→ Exercise brief: Please reproduce the listing below word for word, starting at its first line and ending at the line that contains "33 L 68 102", with both of those lines included.

====

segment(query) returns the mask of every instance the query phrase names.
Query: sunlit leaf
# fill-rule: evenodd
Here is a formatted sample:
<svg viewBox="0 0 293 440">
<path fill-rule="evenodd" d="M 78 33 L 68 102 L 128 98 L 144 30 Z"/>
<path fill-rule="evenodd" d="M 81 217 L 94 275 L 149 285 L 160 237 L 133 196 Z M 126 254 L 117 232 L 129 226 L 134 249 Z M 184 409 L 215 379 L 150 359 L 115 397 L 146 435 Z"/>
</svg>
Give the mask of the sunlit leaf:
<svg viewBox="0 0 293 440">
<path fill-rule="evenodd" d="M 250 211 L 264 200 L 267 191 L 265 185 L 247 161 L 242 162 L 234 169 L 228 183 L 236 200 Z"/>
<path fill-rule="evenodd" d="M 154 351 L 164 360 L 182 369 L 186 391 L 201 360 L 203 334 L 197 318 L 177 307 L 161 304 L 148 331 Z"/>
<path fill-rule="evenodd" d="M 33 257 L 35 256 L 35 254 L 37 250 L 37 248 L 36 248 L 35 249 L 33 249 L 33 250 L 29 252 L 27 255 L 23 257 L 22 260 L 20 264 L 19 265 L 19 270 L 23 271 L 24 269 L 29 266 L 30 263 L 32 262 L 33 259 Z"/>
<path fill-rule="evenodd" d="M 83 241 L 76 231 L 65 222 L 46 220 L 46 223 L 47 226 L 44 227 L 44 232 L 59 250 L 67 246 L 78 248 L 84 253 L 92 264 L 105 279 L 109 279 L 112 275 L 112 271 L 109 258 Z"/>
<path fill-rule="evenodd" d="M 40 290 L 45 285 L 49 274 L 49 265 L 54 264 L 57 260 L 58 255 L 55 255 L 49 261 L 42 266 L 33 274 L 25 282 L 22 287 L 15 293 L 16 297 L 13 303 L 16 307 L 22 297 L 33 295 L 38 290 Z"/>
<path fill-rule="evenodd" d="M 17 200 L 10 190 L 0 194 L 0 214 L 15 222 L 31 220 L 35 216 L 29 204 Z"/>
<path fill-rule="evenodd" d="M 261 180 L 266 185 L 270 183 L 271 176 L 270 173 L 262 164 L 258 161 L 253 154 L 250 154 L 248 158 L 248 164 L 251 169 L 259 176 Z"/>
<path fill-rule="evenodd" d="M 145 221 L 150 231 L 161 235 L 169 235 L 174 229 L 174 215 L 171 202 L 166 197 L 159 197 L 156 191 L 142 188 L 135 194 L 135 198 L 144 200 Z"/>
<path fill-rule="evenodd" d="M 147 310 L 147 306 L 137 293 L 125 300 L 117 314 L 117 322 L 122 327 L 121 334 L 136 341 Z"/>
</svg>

====

→ Answer below:
segment(query) returns the mask of every instance the query phrase names.
Query: sunlit leaf
# fill-rule: evenodd
Here is a formatted sample:
<svg viewBox="0 0 293 440">
<path fill-rule="evenodd" d="M 78 33 L 68 102 L 128 98 L 144 30 Z"/>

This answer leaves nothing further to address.